* _WORK INSTRUCTION_
If a line in the data below holds the word "facade", copy it.

══ PROVIDED RECORDS

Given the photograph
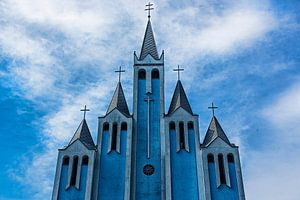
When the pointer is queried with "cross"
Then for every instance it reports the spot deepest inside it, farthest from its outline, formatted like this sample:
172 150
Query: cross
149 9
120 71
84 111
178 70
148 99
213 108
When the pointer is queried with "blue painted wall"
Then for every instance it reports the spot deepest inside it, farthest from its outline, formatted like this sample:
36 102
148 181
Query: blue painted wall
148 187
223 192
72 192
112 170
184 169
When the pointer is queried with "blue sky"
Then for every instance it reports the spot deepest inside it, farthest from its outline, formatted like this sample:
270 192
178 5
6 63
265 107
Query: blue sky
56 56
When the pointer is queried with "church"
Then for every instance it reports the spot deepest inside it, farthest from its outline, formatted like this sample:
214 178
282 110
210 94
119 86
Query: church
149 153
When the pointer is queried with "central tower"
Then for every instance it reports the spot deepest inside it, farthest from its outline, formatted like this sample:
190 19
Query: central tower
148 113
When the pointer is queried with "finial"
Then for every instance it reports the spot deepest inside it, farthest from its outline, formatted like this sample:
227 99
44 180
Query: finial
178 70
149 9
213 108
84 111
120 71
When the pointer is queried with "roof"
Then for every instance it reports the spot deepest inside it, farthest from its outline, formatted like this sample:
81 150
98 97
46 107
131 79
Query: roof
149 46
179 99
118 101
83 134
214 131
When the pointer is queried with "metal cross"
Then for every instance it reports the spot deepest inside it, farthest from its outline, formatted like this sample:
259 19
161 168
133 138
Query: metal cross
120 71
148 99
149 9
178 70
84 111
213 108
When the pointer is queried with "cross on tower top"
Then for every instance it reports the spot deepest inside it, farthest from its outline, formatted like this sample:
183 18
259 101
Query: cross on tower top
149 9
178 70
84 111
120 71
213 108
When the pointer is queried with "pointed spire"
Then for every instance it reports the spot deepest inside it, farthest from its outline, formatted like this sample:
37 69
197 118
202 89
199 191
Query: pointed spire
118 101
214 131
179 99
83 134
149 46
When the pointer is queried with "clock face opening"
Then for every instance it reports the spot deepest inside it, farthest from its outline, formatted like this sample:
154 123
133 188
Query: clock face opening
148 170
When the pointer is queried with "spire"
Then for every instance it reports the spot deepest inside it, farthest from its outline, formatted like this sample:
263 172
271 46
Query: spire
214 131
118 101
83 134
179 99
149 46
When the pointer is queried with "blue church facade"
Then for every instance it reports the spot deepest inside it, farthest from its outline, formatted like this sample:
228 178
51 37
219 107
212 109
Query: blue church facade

════

* _OUTPUT FOR THIS TASK_
When the pointer is queried with "blue church facade"
Query: blue church facade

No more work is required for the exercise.